→ Data under study:
==========

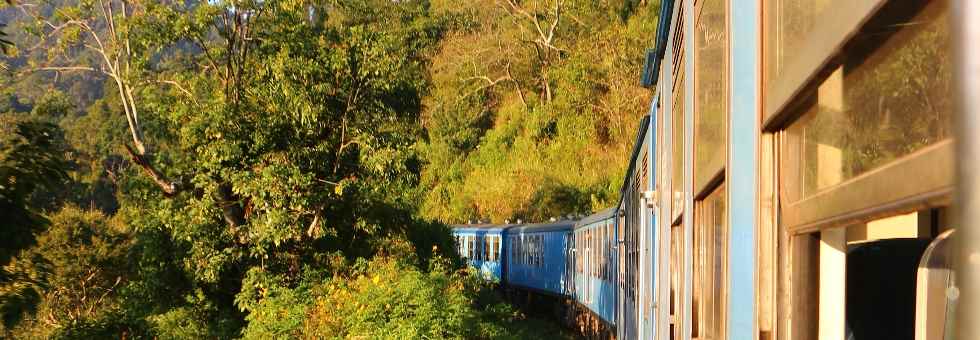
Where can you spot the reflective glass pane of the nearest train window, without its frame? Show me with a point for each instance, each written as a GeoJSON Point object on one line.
{"type": "Point", "coordinates": [888, 98]}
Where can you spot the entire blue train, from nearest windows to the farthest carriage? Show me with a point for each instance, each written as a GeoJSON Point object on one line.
{"type": "Point", "coordinates": [792, 179]}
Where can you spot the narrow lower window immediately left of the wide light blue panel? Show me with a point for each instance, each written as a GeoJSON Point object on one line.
{"type": "Point", "coordinates": [710, 262]}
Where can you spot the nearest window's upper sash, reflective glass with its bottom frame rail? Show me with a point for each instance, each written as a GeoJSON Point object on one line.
{"type": "Point", "coordinates": [880, 114]}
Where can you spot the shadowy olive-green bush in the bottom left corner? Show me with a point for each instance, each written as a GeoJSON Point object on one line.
{"type": "Point", "coordinates": [76, 271]}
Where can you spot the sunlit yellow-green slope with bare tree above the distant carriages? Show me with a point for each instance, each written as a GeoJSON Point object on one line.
{"type": "Point", "coordinates": [533, 108]}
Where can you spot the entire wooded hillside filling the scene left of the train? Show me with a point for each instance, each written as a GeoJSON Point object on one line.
{"type": "Point", "coordinates": [225, 169]}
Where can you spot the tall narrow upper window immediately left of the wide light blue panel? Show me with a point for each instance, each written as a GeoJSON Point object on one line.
{"type": "Point", "coordinates": [710, 90]}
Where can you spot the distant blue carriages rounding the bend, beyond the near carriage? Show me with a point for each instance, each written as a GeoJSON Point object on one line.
{"type": "Point", "coordinates": [565, 259]}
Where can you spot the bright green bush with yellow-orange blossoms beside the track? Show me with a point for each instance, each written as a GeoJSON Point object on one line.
{"type": "Point", "coordinates": [386, 298]}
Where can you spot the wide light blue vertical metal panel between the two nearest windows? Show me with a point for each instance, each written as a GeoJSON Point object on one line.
{"type": "Point", "coordinates": [743, 159]}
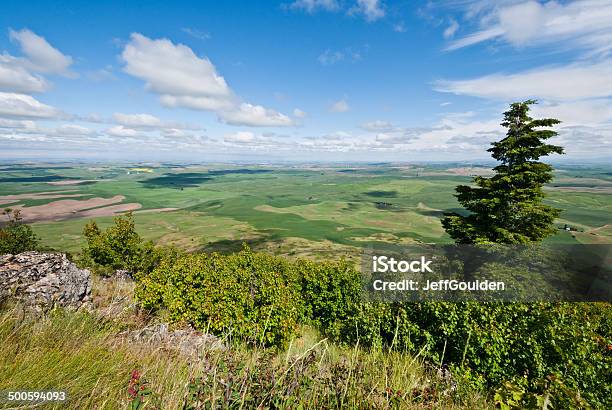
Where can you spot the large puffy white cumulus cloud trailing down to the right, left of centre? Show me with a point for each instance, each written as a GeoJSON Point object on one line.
{"type": "Point", "coordinates": [182, 79]}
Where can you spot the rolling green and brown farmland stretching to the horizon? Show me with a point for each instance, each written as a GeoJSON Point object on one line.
{"type": "Point", "coordinates": [309, 210]}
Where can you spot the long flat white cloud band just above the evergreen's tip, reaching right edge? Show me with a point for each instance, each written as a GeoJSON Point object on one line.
{"type": "Point", "coordinates": [571, 82]}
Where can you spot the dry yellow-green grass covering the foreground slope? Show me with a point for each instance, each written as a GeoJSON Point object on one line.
{"type": "Point", "coordinates": [81, 353]}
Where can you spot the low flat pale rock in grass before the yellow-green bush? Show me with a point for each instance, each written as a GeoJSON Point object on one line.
{"type": "Point", "coordinates": [188, 341]}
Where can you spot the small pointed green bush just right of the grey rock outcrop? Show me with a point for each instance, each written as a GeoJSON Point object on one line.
{"type": "Point", "coordinates": [120, 247]}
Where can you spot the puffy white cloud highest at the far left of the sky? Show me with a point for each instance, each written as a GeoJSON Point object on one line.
{"type": "Point", "coordinates": [41, 56]}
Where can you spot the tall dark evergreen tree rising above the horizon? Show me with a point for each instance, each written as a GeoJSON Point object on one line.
{"type": "Point", "coordinates": [507, 208]}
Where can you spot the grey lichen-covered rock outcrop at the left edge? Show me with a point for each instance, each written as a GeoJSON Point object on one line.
{"type": "Point", "coordinates": [44, 280]}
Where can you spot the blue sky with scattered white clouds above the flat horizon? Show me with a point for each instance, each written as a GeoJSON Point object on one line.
{"type": "Point", "coordinates": [300, 80]}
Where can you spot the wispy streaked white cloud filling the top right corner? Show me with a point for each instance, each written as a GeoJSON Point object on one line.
{"type": "Point", "coordinates": [578, 24]}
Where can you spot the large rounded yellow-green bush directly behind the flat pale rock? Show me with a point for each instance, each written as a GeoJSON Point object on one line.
{"type": "Point", "coordinates": [252, 296]}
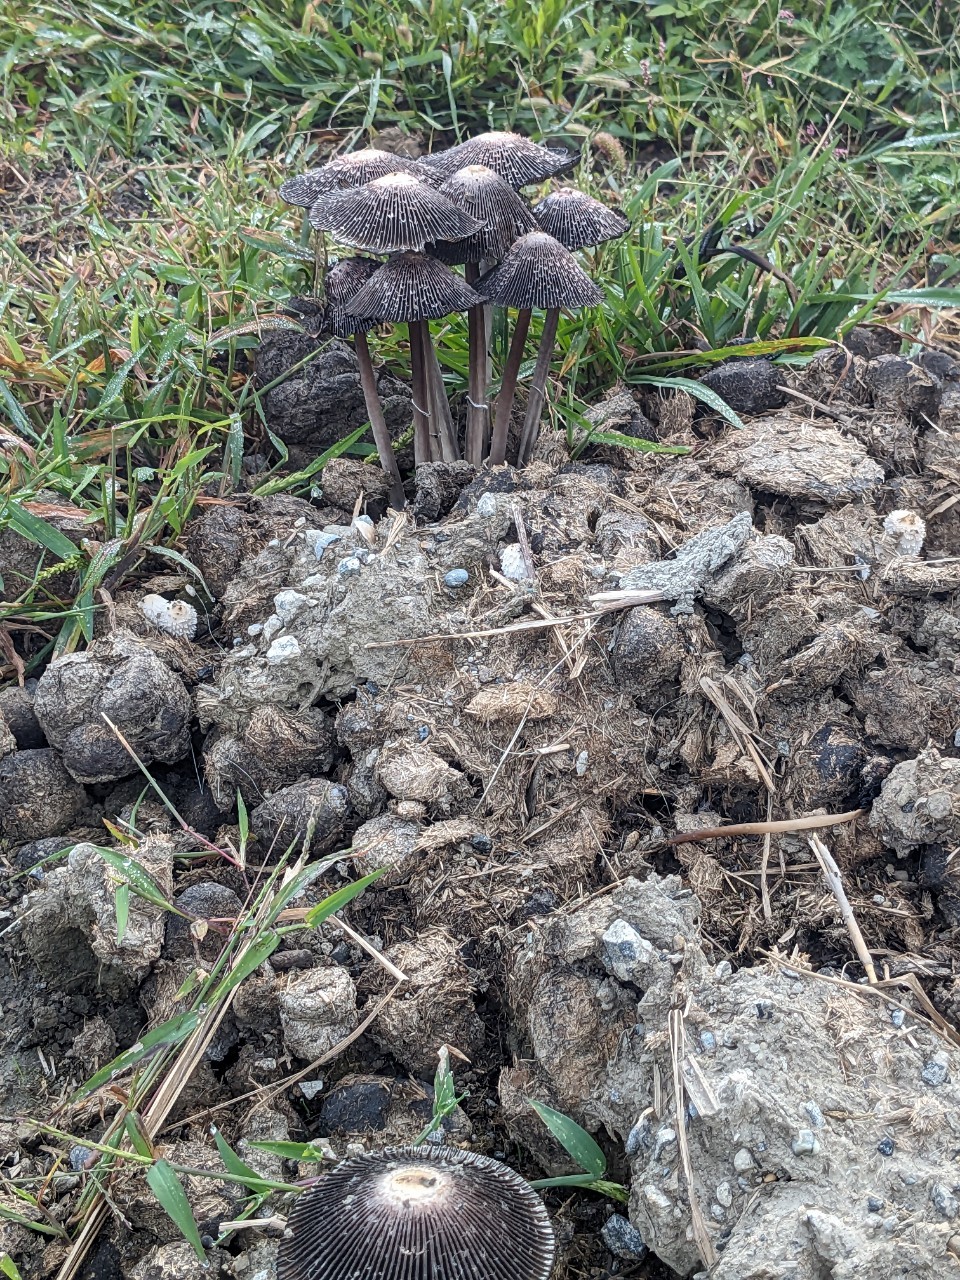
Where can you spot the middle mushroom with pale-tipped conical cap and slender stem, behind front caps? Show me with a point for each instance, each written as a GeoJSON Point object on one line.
{"type": "Point", "coordinates": [486, 196]}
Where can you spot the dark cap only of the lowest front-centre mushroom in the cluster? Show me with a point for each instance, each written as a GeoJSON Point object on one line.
{"type": "Point", "coordinates": [413, 287]}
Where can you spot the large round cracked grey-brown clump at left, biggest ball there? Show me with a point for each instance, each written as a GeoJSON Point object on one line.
{"type": "Point", "coordinates": [122, 679]}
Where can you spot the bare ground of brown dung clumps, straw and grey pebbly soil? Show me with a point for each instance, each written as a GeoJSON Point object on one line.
{"type": "Point", "coordinates": [532, 702]}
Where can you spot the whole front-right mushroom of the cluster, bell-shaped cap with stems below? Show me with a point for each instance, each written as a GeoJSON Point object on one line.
{"type": "Point", "coordinates": [538, 272]}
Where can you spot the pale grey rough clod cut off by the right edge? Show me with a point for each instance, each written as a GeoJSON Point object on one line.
{"type": "Point", "coordinates": [920, 803]}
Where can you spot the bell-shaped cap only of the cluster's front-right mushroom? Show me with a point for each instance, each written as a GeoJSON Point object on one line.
{"type": "Point", "coordinates": [540, 272]}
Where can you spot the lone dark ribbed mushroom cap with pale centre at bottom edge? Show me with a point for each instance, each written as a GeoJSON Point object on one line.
{"type": "Point", "coordinates": [419, 1214]}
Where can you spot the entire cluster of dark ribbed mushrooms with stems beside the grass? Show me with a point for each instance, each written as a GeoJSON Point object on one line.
{"type": "Point", "coordinates": [458, 208]}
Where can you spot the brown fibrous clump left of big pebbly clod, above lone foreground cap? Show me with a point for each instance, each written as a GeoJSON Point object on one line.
{"type": "Point", "coordinates": [436, 1007]}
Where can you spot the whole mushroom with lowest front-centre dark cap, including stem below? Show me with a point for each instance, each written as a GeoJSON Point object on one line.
{"type": "Point", "coordinates": [415, 289]}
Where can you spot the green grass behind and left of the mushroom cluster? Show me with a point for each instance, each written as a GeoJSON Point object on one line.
{"type": "Point", "coordinates": [144, 246]}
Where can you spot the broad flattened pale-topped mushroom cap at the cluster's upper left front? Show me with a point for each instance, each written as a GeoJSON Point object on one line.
{"type": "Point", "coordinates": [391, 214]}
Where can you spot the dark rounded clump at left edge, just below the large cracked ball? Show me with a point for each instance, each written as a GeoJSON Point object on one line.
{"type": "Point", "coordinates": [38, 797]}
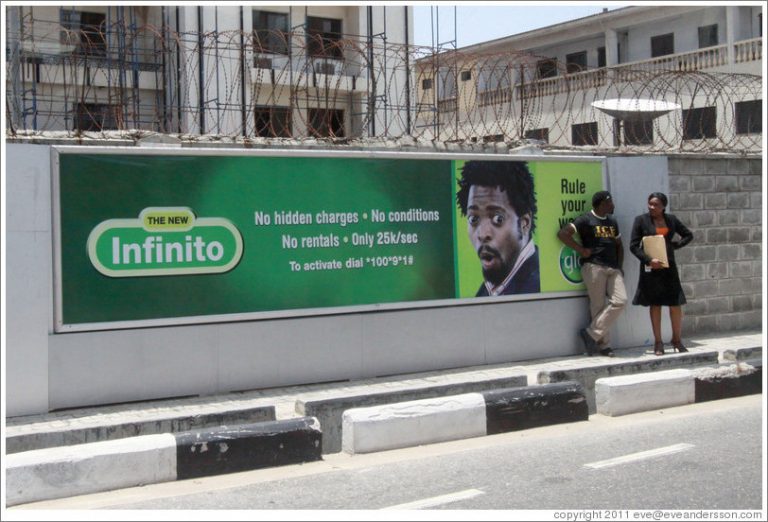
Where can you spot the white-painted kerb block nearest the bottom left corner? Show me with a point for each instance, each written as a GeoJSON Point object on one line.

==========

→ Problem statement: Nothing but the text of the listing should be set down, exactly, with the pictures left behind.

→ Answer area:
Where can you spot the reflective glass pane of the nearest train window, without its frame? Show me with a point for each instance, each written as a GeoJSON Point object on one line.
{"type": "Point", "coordinates": [888, 98]}
Where can you spot the entire blue train, from nearest windows to the farthest carriage? Show me with a point for each instance, each written as a GeoJSON Point object on one line.
{"type": "Point", "coordinates": [792, 179]}
Where can you spot the narrow lower window immediately left of the wide light blue panel? Show me with a point for each instance, each written as a GeoJSON Point object on one line.
{"type": "Point", "coordinates": [710, 262]}
Where can you spot the nearest window's upper sash, reflective glass with its bottom frame rail? Show me with a point for each instance, each written as a GeoJSON Point object on one line.
{"type": "Point", "coordinates": [880, 114]}
Where can you spot the shadowy olive-green bush in the bottom left corner? Show me with a point for each instance, each written as a GeoJSON Point object on one line.
{"type": "Point", "coordinates": [76, 271]}
Where can you spot the sunlit yellow-green slope with bare tree above the distant carriages? Show me with a point for each instance, each written as a GeoJSON Point object on one line.
{"type": "Point", "coordinates": [533, 108]}
Where can you spot the entire wooded hillside filling the scene left of the train? Show me with a point for each instance, each written as a GeoJSON Point object on one line.
{"type": "Point", "coordinates": [225, 169]}
Where can you spot the tall narrow upper window immediately left of the wide light blue panel? Show me with a point for each instance, each written as a GeoJSON Point object on one line.
{"type": "Point", "coordinates": [710, 90]}
Where can you spot the distant blue carriages rounding the bend, beyond the near carriage? Show me with a point for each instance, each written as a GeoJSON Point object on one line.
{"type": "Point", "coordinates": [565, 259]}
Where can you spot the bright green bush with yellow-orange blossoms beside the track? Show me with a point for each instance, each written as a GeoJSON Point object on one line.
{"type": "Point", "coordinates": [386, 298]}
Where can you spot the wide light blue vertical metal panel between the two nearest windows? Show me with a point for each instance, each written as a GeoJSON Point object on one line.
{"type": "Point", "coordinates": [743, 159]}
Where can you spot the large puffy white cumulus cloud trailing down to the right, left of centre? Show me with a point for each instance, each written as a GeoJSON Point object on one line.
{"type": "Point", "coordinates": [182, 79]}
Where can you spot the rolling green and brown farmland stretching to the horizon? Show me with a point for each instance, each written as a GeoJSON Point object on one line.
{"type": "Point", "coordinates": [309, 210]}
Where can you spot the long flat white cloud band just above the evergreen's tip, reaching right edge? Show me with a point for each instance, each written as a GeoJSON Point object on one line.
{"type": "Point", "coordinates": [571, 82]}
Where can you spot the dry yellow-green grass covering the foreground slope? Show me with a point for each instance, each written as a GeoJSON Point object on one line.
{"type": "Point", "coordinates": [81, 353]}
Where can you spot the low flat pale rock in grass before the yellow-green bush? Show me with a point for each instance, each written as a GeoJSON Point object on one line.
{"type": "Point", "coordinates": [188, 341]}
Where can you spot the small pointed green bush just right of the grey rock outcrop? Show me with a point for each instance, each written as a GeoJSON Point object on one line.
{"type": "Point", "coordinates": [120, 247]}
Where can you spot the puffy white cloud highest at the far left of the sky? Show me with a point for each instance, each written as a GeoJSON Point object on one line.
{"type": "Point", "coordinates": [41, 56]}
Where can you spot the tall dark evergreen tree rising above the horizon? Show me with a point for each instance, each written as a GeoJSON Point object on one line.
{"type": "Point", "coordinates": [507, 208]}
Where can you spot the grey lichen-covered rock outcrop at the left edge? Show me with a point for each instance, each written as a GeoJSON Point object on one line.
{"type": "Point", "coordinates": [44, 280]}
Where can you spot the blue sky with scattered white clouds above the flat horizon? Show me with a point for each instance, each written as a GeoJSON Point object on one line.
{"type": "Point", "coordinates": [300, 80]}
Where can you spot the wispy streaked white cloud filling the top right corner? Show me with a point for each instance, each written as a GeoJSON Point object on one line.
{"type": "Point", "coordinates": [578, 24]}
Where can you spot the large rounded yellow-green bush directly behind the flat pale rock? Show me with a point for each instance, each written as a GeoJSON Point object on one line.
{"type": "Point", "coordinates": [252, 296]}
Where can you spot the middle mushroom with pale-tipped conical cap and slender stem, behind front caps? Show me with a point for each instance, each written as a GeoJSON Point object on one line.
{"type": "Point", "coordinates": [486, 196]}
Where can you spot the dark cap only of the lowest front-centre mushroom in the cluster? Show me with a point for each instance, each written as a GeoJSON Point object on one line.
{"type": "Point", "coordinates": [413, 287]}
Where can you spot the large round cracked grey-brown clump at left, biggest ball there? Show me with a point for each instance, each written as a GeoJSON Point object on one line.
{"type": "Point", "coordinates": [122, 679]}
Where can you spot the bare ground of brown dung clumps, straw and grey pebbly soil? Show me with a point for each instance, each written as a GeoJSON Point object on one line.
{"type": "Point", "coordinates": [532, 702]}
Where can you spot the whole front-right mushroom of the cluster, bell-shaped cap with stems below? Show me with a point for each instance, each written as a GeoJSON Point object on one line.
{"type": "Point", "coordinates": [538, 272]}
Where can you spot the pale grey rough clod cut off by the right edge? Show me with a point for each instance, each written as a GeoJSON Point object on one line.
{"type": "Point", "coordinates": [920, 803]}
Where can you spot the bell-shaped cap only of the cluster's front-right mushroom? Show me with a point for each instance, each written as a GeoJSON Point object on one line.
{"type": "Point", "coordinates": [540, 272]}
Where can you spot the lone dark ribbed mushroom cap with pale centre at bottom edge? Show me with a point for each instance, each written as a GeoJSON Point object on one line.
{"type": "Point", "coordinates": [419, 1214]}
Where can you spot the entire cluster of dark ribbed mushrooms with stems beside the grass? Show me with a point for each instance, each written as a GeoJSON Point object on one line.
{"type": "Point", "coordinates": [458, 208]}
Where can you spot the brown fibrous clump left of big pebbly clod, above lone foreground cap? Show me with a point for each instance, each written as a GeoJSON Point object on one line.
{"type": "Point", "coordinates": [436, 1007]}
Where can you spot the whole mushroom with lowest front-centre dark cap, including stem below? Show me with a point for each instance, each written as a GeoJSON Point object on one line.
{"type": "Point", "coordinates": [415, 289]}
Where can you spot the green grass behind and left of the mushroom cluster? Show me with a point for each instance, each written as a GeoJSON Point object on one line.
{"type": "Point", "coordinates": [144, 246]}
Where can you spot the broad flattened pale-topped mushroom cap at the cluster's upper left front? Show me with a point for each instance, each written as a GeoJSON Point object on one line.
{"type": "Point", "coordinates": [391, 214]}
Where can you spot the dark rounded clump at left edge, just below the large cracked ball? Show me with a point for each instance, each written as a GeoJSON Point object on one line.
{"type": "Point", "coordinates": [38, 797]}
Where can you spot the white-painted kerb block nearest the bottom left corner? Show me with a point for each instance, each written as a GeoJSON Point object on one line.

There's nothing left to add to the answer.